_MATERIAL PROVIDED_

==*==

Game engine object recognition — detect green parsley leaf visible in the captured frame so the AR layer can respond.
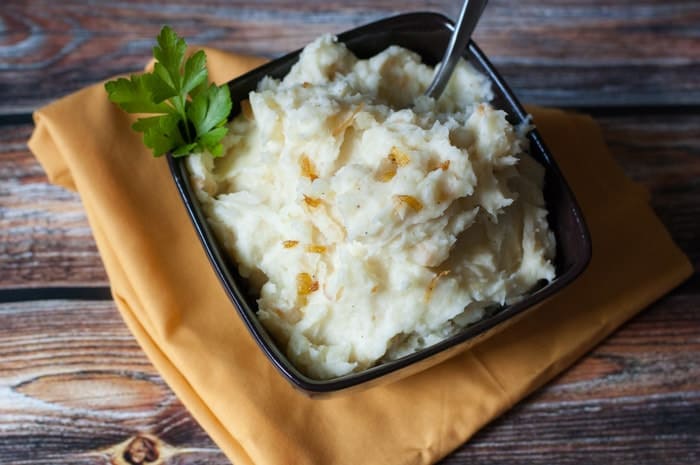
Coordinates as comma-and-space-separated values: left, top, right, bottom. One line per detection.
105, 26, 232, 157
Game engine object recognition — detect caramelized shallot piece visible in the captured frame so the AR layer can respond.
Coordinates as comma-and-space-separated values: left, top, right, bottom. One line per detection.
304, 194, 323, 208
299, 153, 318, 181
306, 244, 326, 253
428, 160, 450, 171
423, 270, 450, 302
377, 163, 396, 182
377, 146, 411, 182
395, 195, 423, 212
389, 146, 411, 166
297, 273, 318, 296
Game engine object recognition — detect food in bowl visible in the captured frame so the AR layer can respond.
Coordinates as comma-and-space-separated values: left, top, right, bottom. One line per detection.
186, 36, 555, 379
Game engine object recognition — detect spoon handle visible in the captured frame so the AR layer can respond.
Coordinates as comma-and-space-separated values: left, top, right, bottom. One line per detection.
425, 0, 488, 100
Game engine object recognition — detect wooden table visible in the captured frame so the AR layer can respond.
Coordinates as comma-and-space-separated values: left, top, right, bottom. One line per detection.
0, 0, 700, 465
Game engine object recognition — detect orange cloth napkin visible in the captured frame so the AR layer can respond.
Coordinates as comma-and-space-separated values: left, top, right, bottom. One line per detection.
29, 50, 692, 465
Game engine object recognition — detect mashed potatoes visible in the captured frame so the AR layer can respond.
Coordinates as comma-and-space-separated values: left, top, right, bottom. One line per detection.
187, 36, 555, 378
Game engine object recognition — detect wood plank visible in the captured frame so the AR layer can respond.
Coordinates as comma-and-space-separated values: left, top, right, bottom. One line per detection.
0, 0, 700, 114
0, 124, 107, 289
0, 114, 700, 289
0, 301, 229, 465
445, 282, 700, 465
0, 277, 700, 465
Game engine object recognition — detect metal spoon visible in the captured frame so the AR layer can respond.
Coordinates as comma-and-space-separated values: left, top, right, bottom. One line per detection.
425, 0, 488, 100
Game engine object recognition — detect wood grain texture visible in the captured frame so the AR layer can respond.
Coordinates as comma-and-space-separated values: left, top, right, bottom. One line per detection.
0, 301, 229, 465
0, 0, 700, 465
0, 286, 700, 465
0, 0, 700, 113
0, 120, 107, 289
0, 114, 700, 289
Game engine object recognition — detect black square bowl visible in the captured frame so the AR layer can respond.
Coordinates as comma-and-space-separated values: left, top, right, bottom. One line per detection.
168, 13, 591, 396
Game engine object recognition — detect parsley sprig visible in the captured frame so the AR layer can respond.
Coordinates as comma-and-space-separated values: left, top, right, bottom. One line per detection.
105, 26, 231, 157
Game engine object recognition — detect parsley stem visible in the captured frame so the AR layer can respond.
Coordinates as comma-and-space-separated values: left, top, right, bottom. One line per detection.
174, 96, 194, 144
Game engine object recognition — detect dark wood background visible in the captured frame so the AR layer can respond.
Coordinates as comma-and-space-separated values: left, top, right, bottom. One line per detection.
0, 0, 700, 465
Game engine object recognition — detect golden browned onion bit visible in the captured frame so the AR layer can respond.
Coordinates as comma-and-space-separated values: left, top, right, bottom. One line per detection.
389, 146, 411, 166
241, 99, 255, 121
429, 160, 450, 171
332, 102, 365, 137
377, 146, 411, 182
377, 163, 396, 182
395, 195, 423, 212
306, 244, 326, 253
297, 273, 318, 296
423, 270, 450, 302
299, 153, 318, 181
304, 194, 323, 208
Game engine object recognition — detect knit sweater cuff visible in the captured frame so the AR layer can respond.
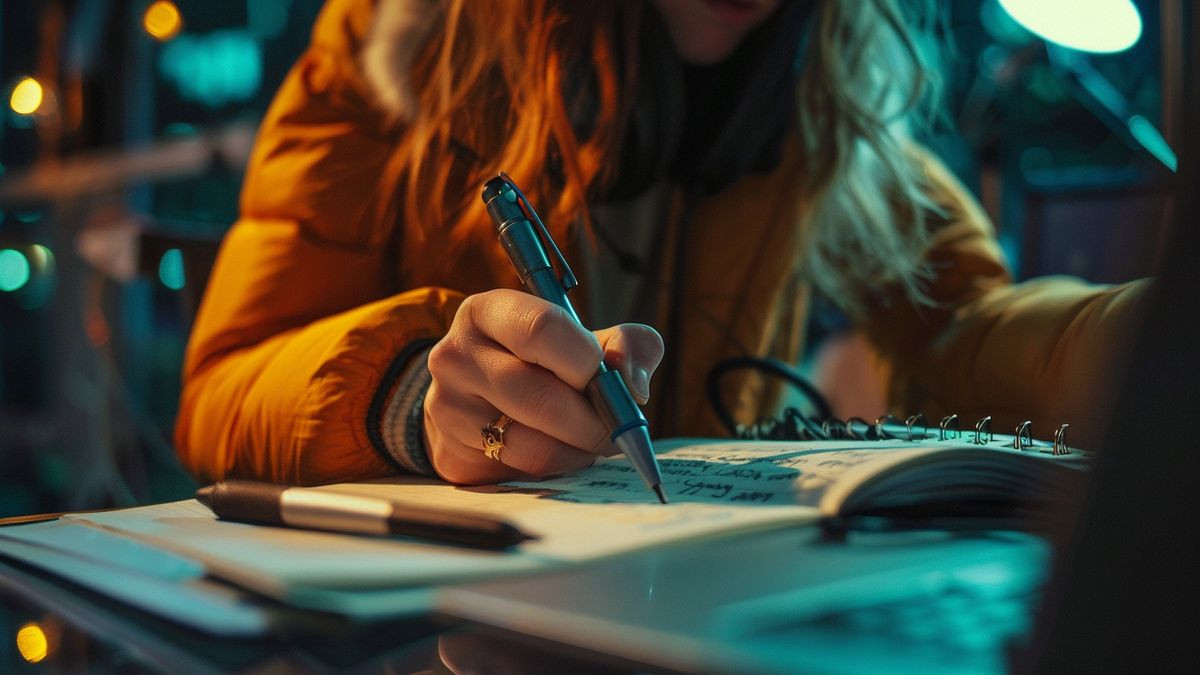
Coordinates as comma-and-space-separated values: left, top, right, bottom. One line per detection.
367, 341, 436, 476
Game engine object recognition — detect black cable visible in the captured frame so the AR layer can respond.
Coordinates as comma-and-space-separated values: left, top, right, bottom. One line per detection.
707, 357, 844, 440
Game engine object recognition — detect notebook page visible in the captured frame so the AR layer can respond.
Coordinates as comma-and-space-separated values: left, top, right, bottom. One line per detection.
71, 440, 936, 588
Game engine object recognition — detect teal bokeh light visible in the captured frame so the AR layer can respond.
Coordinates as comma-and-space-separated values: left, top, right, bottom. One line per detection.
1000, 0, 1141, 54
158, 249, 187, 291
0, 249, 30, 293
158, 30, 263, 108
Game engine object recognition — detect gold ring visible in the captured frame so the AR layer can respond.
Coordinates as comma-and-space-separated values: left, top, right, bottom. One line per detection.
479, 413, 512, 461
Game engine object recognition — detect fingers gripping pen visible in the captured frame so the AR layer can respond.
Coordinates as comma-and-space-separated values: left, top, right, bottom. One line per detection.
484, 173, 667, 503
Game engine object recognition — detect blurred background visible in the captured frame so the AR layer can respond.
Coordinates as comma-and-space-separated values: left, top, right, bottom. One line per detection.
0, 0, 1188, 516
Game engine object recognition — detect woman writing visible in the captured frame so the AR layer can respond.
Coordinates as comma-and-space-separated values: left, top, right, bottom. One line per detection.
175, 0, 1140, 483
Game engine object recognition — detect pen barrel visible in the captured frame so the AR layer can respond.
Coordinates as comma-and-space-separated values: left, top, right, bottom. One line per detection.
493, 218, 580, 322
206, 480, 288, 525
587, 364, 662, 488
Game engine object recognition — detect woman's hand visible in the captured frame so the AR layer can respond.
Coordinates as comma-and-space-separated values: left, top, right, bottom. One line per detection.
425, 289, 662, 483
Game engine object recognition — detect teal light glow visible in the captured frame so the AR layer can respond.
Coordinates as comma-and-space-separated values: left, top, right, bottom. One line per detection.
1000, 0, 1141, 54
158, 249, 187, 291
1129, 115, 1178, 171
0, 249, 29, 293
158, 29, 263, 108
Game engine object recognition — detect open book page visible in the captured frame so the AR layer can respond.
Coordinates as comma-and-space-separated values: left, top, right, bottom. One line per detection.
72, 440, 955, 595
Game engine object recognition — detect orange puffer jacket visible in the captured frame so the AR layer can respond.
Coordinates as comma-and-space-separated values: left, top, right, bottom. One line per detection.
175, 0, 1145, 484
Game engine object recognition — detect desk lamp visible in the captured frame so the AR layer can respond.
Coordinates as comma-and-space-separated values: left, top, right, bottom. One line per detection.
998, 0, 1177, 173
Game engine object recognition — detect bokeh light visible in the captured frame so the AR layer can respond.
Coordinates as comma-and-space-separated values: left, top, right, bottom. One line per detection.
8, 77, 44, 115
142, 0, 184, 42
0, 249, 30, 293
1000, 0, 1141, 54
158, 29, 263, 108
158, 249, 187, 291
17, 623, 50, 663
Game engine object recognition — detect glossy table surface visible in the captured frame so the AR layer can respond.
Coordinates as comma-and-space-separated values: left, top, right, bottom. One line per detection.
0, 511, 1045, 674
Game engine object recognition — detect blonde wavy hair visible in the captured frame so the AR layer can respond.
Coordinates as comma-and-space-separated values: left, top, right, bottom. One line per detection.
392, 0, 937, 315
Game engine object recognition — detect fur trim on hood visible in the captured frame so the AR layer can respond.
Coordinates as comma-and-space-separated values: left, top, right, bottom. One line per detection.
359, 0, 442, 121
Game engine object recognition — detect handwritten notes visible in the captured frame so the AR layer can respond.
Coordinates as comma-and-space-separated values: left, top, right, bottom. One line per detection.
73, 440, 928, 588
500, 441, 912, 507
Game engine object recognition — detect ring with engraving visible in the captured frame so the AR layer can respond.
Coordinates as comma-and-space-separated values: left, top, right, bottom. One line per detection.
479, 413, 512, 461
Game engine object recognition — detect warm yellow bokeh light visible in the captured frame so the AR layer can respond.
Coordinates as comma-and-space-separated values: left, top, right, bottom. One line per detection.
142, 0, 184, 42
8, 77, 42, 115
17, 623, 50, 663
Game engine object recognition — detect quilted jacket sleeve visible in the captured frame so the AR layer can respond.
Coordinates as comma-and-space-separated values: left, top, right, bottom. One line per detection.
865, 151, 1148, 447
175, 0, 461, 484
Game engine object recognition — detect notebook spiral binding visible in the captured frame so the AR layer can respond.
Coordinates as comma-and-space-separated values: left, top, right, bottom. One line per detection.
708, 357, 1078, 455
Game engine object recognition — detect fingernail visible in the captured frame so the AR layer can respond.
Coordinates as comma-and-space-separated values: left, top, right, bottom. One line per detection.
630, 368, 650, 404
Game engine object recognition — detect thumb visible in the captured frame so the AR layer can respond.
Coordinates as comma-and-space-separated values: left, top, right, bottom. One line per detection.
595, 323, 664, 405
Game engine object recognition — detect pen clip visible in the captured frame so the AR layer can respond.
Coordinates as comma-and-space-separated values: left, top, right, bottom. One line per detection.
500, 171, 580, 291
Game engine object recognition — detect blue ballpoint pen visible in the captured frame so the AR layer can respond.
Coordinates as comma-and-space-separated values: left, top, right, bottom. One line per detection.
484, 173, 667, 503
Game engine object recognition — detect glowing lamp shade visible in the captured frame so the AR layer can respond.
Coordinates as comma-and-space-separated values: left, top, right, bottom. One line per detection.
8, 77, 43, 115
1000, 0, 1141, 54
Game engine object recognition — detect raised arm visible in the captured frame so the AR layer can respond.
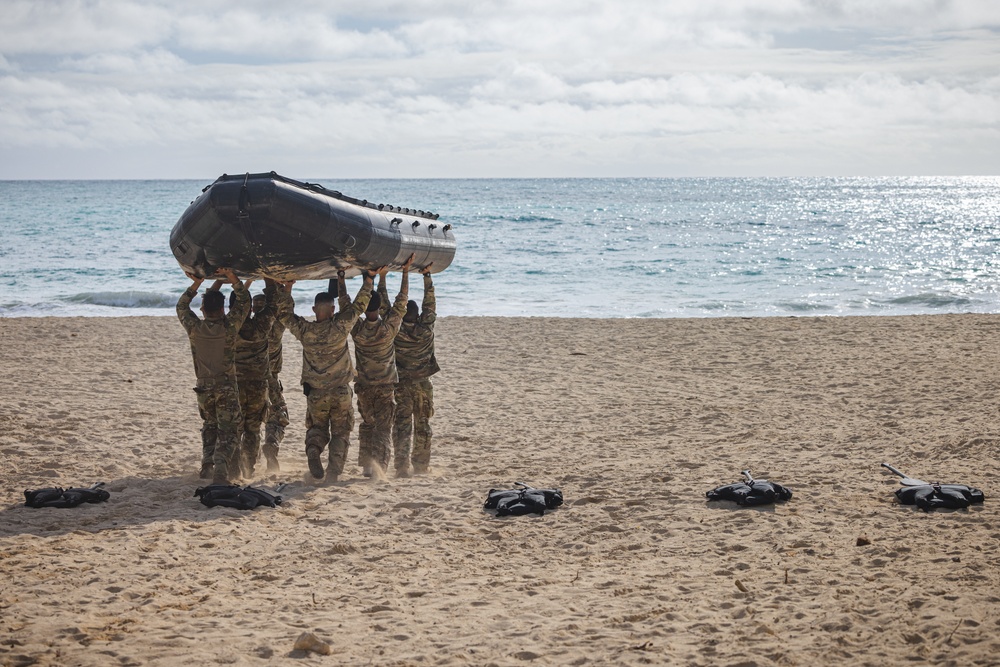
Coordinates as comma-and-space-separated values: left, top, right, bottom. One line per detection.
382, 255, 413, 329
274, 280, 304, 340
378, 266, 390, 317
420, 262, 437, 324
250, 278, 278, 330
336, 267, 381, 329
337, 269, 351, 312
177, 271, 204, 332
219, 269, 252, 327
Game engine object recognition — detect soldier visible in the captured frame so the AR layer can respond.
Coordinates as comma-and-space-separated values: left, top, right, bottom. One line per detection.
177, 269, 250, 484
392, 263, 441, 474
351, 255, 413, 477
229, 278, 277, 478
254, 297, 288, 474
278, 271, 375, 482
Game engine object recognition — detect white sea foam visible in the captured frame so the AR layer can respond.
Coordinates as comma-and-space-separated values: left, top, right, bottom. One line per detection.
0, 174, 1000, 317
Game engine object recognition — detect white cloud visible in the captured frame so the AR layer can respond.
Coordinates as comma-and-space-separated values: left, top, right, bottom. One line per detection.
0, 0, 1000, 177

==*==

Update the lines from the one holding "Game engine object recognition — detect white cloud" through the end of the records, both included, by putting "storm cloud" in place of "white cloud" and leaving everything else unchanged.

_THE ANSWER_
Game engine object recognition — detect storm cloud visible in the captured frame so the AR layer can respond.
Coordinates as comma-and-space-separated values: left, top, right, bottom. One line per detection.
0, 0, 1000, 177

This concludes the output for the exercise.